__LISTE DES TÂCHES__:
1: D'après le texte sur l'opposition au mariage pour tous, quel événement de 2004 avait pour point de départ l'agression contre Sébastien Nouchet ?
2: Recopiez le texte sur l'opposition au mariage pour tous entre « Et du sang, il » et « la violence homophobe. » inclus, en remplaçant « insultes » par « injures ».
##### TEXTE FOURNI #####
Face à la préfecture de Vendée, une Marianne alitée joue "l’agonie de la démocratie". Car les opposants au mariage pour tous se veulent la voix du peuple ; contre les élus, ils prétendent incarner le "pays réel". Les prières de rue seraient donc l’emblème de leur République – à condition, bien sûr, d’être chrétiennes. Et dans cet esprit démocratique, Christine Boutin menace de "guerre civile", tandis que Frigide Barjot tonne : "Hollande veut du sang, il en aura."
 
Et du sang, il y en a – depuis les débordements dans les manifestations jusqu’aux passages à tabac homophobes, sans parler des saccages de lieux associatifs, des menaces de mort contre des élus ou, bien sûr, des insultes quotidiennes. En 2004, le mariage de Bègles avait pour point de départ l’agression contre Sébastien Nouchet : comment lutter contre l’homophobie sans remettre en cause l’inégalité devant la loi ? Aujourd’hui, à l’inverse, c’est l’égalité des droits qui suscite en réaction la violence homophobe.
##### DONNÉES FOURNIES #####
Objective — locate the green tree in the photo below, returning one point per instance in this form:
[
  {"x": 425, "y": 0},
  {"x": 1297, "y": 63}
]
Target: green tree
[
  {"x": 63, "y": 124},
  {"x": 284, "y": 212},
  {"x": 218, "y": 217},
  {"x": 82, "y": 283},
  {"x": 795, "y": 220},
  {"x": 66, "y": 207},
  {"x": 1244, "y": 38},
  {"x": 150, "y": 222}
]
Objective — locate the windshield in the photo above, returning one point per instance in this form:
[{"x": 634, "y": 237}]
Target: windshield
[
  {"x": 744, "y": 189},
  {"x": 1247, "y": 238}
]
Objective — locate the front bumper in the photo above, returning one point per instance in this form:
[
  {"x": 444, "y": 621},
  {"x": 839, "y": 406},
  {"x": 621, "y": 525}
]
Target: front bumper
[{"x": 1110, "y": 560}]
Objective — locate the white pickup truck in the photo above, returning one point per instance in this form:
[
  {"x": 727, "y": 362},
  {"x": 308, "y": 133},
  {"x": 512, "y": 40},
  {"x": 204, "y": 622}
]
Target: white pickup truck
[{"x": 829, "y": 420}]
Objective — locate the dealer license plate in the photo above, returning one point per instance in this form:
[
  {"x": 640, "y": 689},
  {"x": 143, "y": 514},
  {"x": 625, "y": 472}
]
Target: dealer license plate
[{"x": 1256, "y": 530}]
#####
__RÉPONSES PAR TÂCHE__:
1: Le mariage de Bègles.

2:
Et du sang, il y en a – depuis les débordements dans les manifestations jusqu’aux passages à tabac homophobes, sans parler des saccages de lieux associatifs, des menaces de mort contre des élus ou, bien sûr, des injures quotidiennes. En 2004, le mariage de Bègles avait pour point de départ l’agression contre Sébastien Nouchet : comment lutter contre l’homophobie sans remettre en cause l’inégalité devant la loi ? Aujourd’hui, à l’inverse, c’est l’égalité des droits qui suscite en réaction la violence homophobe.